**Work instruction**
Your job with the data below is to output exactly the lines from the one holding "Query: team logo on helmet" down to the one holding "Each instance of the letter", both included, and no others.

——

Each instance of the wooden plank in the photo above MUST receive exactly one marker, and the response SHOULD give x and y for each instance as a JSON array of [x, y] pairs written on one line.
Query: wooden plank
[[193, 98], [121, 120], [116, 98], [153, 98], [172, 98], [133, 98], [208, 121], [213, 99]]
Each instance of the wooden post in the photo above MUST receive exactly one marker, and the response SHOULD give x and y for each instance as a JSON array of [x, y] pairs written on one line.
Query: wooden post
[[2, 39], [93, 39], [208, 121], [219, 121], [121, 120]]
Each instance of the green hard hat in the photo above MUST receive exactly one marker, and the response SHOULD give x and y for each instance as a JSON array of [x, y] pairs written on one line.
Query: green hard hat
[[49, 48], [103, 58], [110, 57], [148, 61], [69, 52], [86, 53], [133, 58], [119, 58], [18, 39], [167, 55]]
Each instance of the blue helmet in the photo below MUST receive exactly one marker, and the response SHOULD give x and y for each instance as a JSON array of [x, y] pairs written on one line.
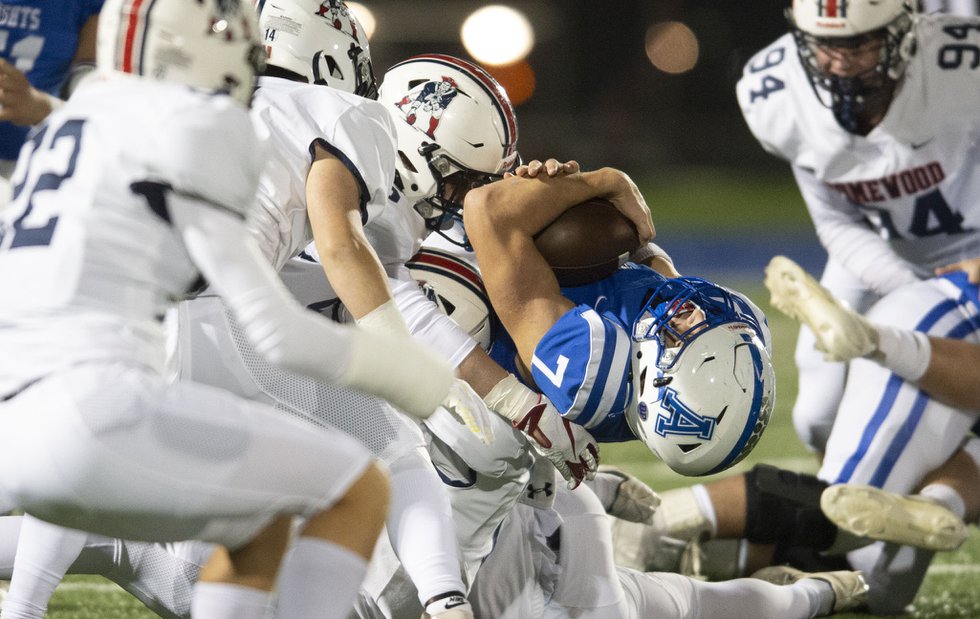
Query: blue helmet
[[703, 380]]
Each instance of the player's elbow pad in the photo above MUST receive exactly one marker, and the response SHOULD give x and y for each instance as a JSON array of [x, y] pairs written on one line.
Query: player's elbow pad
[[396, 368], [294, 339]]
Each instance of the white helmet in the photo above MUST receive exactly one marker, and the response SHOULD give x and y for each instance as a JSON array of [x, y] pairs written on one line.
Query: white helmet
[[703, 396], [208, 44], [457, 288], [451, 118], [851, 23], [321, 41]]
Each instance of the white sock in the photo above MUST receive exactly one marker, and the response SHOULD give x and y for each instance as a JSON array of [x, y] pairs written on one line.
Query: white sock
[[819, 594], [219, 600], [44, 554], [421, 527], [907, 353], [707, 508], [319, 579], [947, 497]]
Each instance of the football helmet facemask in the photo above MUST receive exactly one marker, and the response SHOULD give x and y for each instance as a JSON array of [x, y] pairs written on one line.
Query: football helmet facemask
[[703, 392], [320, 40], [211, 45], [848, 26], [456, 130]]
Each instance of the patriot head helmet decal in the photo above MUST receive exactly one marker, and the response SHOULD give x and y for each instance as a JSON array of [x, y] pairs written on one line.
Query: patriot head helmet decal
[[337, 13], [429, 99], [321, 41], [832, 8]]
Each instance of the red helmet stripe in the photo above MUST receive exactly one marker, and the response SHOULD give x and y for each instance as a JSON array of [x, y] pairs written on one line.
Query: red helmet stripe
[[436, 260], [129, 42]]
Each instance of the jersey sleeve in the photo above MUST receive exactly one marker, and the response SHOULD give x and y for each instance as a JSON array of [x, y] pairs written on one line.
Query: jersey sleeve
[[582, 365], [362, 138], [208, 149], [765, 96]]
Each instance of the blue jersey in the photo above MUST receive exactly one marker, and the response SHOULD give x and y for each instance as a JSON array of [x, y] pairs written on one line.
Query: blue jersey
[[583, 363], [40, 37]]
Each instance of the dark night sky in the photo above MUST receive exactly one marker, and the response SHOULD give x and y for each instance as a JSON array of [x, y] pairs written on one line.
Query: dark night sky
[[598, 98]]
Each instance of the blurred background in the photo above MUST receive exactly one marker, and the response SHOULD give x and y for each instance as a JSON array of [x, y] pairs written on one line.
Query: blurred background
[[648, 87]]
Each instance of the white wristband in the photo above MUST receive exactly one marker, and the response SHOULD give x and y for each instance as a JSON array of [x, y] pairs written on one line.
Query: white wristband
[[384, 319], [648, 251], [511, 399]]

——

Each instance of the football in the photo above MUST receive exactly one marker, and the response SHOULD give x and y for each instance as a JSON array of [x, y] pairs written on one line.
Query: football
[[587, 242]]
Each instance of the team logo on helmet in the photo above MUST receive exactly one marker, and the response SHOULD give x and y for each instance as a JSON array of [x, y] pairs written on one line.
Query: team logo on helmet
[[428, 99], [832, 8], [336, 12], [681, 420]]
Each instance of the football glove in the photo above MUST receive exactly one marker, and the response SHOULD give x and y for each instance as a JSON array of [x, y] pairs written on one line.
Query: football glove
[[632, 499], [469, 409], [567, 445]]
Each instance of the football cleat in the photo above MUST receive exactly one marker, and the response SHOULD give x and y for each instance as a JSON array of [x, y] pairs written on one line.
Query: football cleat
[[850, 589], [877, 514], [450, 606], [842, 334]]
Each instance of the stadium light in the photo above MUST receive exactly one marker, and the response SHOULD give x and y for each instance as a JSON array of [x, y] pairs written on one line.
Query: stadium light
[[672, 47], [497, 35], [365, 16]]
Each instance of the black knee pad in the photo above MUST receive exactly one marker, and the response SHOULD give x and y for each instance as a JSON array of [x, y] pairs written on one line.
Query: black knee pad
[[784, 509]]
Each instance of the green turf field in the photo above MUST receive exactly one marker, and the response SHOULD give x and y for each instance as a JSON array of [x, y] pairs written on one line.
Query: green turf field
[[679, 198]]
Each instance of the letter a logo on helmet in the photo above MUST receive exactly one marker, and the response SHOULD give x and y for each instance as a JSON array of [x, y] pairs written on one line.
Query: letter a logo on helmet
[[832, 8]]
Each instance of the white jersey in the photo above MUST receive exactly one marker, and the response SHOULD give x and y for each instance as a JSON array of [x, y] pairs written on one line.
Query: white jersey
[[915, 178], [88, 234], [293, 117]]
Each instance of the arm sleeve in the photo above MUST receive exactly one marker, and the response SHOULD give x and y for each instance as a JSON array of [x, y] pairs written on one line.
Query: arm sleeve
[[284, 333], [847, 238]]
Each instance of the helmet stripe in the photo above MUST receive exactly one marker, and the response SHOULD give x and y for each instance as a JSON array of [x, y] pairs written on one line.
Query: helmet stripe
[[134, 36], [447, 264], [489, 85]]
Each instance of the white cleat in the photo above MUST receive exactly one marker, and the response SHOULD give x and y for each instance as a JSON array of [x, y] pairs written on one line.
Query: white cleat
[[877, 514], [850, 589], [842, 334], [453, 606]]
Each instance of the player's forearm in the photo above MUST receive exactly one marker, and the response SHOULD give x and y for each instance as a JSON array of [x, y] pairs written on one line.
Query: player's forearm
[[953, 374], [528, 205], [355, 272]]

——

**Answer for the task**
Query: team logo on helmet
[[428, 99], [832, 8], [336, 12], [681, 420]]
Each instance of the football glove in the photo above MUST receive exactly one marker, and the response SHOULD give x and y for each instance as a JSON array of [x, y] pairs written on one line.
Query: football glove
[[632, 499], [469, 409], [567, 445]]
Each instance of the football cleat in the photo above MUST receive exactly one marker, and the response SHOULD give x and y for each instance as a JSON array of [x, y] pairs written on one line.
Query: football cleat
[[850, 589], [877, 514], [450, 606], [842, 334]]
Each instance of the stadium light in the photo above MUST receive exactly one marker, and the response SHOULD give x and y for each instance as a JSON array of [x, y] pairs written on one line.
Query: stadium light
[[672, 47], [497, 35], [365, 16]]
Each instance of the black knee pad in the photo above MUST receive exactly one marker, and the response SHOULD give x and y for each instance as a JSON array of [x, y] pairs written on one line.
Query: black knee pad
[[784, 509]]
Each instance of the green turf field in the photo above MUST receive exactly one marker, and the response SHOULD give x and y for each instance as a JSON array of [x, y] pairs written on one line.
Query: green turf field
[[679, 198]]
Each instance of the letter a logo on helmet in the photo above MUST receive exactly one marker, and the response SHOULD give x and y for each instance as a JSON array of [x, y] pairs written on one line.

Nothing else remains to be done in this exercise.